* START *

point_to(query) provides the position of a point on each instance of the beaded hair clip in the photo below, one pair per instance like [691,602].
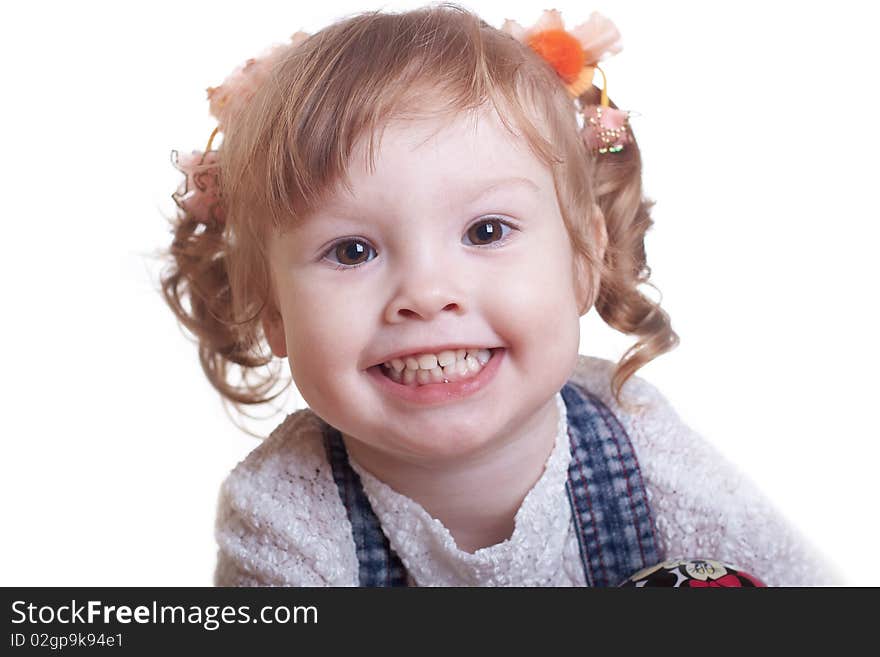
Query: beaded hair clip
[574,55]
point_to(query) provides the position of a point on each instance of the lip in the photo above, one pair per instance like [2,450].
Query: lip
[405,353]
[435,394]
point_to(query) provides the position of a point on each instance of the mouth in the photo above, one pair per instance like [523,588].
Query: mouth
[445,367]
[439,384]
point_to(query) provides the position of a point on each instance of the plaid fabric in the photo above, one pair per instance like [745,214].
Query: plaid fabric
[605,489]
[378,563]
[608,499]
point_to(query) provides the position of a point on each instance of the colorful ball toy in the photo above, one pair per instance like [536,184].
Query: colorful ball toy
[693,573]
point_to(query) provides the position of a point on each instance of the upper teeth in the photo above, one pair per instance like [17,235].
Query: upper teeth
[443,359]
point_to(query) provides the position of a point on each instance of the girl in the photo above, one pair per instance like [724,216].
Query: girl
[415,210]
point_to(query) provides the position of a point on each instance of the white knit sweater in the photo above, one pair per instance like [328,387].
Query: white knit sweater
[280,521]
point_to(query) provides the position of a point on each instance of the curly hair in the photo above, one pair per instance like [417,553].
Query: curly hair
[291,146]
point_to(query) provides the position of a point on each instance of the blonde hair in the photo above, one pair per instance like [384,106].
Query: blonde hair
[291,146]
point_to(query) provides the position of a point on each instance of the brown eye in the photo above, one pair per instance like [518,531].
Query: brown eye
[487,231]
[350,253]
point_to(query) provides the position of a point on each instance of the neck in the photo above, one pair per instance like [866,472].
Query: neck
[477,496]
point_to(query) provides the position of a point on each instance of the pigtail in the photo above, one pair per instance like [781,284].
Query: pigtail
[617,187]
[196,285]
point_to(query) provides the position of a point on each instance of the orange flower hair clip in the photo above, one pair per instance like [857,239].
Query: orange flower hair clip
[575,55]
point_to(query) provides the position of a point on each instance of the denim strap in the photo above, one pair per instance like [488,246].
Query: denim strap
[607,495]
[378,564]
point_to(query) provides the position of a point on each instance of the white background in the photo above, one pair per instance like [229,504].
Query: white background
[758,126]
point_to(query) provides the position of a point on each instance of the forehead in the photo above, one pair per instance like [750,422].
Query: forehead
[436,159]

* END *
* START *

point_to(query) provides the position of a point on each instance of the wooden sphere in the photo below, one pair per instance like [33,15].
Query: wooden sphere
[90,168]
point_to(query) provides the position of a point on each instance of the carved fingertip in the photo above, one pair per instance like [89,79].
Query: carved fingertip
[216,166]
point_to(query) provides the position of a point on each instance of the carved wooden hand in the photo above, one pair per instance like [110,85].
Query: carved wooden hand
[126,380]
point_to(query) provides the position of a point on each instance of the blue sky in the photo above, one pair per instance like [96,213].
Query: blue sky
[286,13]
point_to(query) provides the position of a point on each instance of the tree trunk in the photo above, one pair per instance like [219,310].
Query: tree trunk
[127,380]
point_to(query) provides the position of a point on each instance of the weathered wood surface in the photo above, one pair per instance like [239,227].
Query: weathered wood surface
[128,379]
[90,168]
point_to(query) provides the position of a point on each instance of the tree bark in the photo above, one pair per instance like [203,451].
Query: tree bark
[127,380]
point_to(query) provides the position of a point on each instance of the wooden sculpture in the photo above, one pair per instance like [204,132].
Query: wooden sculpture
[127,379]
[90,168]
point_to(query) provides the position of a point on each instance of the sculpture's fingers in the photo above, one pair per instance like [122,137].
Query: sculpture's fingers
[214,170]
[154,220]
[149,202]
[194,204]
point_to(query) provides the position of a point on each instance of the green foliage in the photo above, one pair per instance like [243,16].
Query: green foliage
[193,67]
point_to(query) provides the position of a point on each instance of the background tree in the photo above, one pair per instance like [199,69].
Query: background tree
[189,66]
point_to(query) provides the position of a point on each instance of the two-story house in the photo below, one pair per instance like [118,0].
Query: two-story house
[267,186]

* END *

Locate each line in the entries above that contains the word "fabric", treating uppercase and lowercase letters as different, and copy those lines.

### Full answer
point_to(query) provides the position of a point on each instance of the plaid fabric in the photo above, one pair per instance like [745,214].
Query: plaid fabric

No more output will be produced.